**MATERIAL SHOWN**
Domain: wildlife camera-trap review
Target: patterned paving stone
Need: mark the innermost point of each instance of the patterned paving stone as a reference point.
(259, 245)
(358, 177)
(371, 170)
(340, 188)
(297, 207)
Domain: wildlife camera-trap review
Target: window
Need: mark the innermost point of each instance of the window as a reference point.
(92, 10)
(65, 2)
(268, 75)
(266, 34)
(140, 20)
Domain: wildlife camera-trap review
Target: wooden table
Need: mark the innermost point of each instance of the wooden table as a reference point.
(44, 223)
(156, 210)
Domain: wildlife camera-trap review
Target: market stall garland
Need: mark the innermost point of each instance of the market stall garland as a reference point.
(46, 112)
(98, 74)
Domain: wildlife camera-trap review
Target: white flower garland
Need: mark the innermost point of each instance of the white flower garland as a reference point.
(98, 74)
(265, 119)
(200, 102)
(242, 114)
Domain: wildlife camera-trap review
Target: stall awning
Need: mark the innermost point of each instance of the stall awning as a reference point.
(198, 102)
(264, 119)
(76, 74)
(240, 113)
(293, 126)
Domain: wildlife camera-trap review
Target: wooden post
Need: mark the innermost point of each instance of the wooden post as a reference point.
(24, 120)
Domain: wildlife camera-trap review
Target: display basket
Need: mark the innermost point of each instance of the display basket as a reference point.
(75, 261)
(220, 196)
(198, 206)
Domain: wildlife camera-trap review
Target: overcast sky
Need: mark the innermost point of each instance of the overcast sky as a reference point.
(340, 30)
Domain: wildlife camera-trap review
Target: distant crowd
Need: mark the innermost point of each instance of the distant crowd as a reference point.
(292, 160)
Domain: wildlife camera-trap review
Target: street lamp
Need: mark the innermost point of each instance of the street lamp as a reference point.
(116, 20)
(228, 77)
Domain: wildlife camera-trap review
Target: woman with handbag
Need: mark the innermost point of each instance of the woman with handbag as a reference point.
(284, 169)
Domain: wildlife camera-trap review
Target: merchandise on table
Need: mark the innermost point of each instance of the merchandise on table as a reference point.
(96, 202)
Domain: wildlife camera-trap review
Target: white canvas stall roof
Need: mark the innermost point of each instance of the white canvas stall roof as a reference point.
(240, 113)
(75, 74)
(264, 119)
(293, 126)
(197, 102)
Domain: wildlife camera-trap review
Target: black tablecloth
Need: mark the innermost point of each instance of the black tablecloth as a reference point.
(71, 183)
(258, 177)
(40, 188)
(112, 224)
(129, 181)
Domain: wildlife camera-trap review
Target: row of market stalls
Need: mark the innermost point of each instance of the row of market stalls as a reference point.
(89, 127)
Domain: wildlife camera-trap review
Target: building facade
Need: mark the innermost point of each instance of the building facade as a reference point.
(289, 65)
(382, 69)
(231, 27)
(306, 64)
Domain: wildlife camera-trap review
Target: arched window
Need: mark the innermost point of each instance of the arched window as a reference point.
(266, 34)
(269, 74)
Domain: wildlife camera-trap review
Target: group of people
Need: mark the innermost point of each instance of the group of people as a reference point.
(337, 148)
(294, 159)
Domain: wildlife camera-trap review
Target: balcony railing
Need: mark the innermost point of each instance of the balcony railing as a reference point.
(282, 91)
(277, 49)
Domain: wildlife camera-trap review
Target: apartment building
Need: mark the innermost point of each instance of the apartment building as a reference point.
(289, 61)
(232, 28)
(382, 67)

**STATED TASK**
Without leaving anything out, quote all the data.

**TASK RESPONSE**
Domain: wildlife camera-trap review
Target: patterned paving stone
Need: mark the innermost point of each instance of the patterned paving stone as a reference point.
(259, 245)
(358, 177)
(371, 170)
(340, 188)
(297, 207)
Domain: wildlife camera-trap review
Target: window
Need: mark the innermost point of each instance of the window as a reference point.
(92, 10)
(65, 2)
(268, 75)
(266, 34)
(140, 20)
Domain: wildlife camera-trap review
Target: wooden table
Need: mark the innermost point of each instance of the wooden table as a reference point.
(44, 223)
(156, 210)
Domain: wildlife camera-trap review
Target: market stall garland
Need: mark the innermost point of each instance of the market stall garland as a reference point.
(46, 112)
(98, 74)
Domain: wildlife camera-trap review
Target: white flower garland
Need: mark the innermost point of each instance of the white flower garland as a reference point.
(98, 74)
(265, 119)
(200, 102)
(242, 114)
Domain: wildlife camera-trap review
Target: stall awning
Need: mark the innermost point of each instance of the stall awning as a reference point.
(198, 102)
(264, 119)
(76, 74)
(240, 113)
(293, 126)
Domain: wildlife camera-trap review
Target: wooden post
Need: mark the innermost point of each instance of the wooden post as a reference point.
(24, 120)
Domain: wildlife camera-trap review
Target: display basket
Need: mark the innermost point of each instance of the display basket as a reference point.
(75, 261)
(220, 196)
(198, 206)
Domain: wildlife camera-trap review
Target: overcast sky
Need: mark the innermost point of each instance of the overcast sky as a reference point.
(340, 30)
Domain: wildlife camera-trap review
Target: distant crowd
Need: mark the innermost point of each instance of the distant crowd as a reference point.
(292, 160)
Domain: wildlife camera-trap review
Target: street lamp
Need: mark the innermost point of each instance of the street lamp as a reference point.
(116, 20)
(228, 77)
Domain: wildlife camera-trap review
Target: woman with handbag
Need: mark the innermost point of each instance of the woman with handbag as a reference point.
(284, 169)
Domain: wildlife camera-trap review
Target: merchandise on table
Need: mark the innermost point of each instance of the merchandise on table as a reference point.
(96, 202)
Domain: wildlife camera-trap review
Target: white canvas stall roof
Need: mark the innermost point of each instance of the white canvas stall roof as a reference point.
(240, 113)
(75, 74)
(264, 119)
(293, 126)
(197, 102)
Domain: wildlife camera-trap review
Target: black tablecloth
Need: mark the innermost point of each instance of the black tablecloth as a reference point.
(71, 183)
(258, 177)
(40, 188)
(112, 224)
(129, 181)
Domain: wildlife camera-trap review
Target: row of market stalls
Need: mark the innermost point of each instance of the row of market stalls as a reference point.
(89, 127)
Domain: wildlife camera-trap review
Target: building facade
Need: mark the innermost point of each instance of the building facade as a reference point.
(289, 65)
(382, 69)
(231, 27)
(306, 64)
Domain: wildlife camera-trap review
Target: arched window
Need: mark the innermost point of each instance of the arched window as a reference point.
(266, 34)
(269, 74)
Domain: wildlife camera-trap review
Target: group of people
Need: mark the innermost point of each instance of the group of people as a reference point.
(337, 148)
(294, 159)
Domain: wildlife camera-trap review
Target: balcony railing
Need: mark the innermost point of each instance of the balcony railing as a reference point.
(282, 91)
(277, 49)
Domain: wildlife camera-trap review
Target: apartment building
Need: mark the innermost point of each instance of the apartment building as a reference point.
(289, 61)
(232, 28)
(382, 67)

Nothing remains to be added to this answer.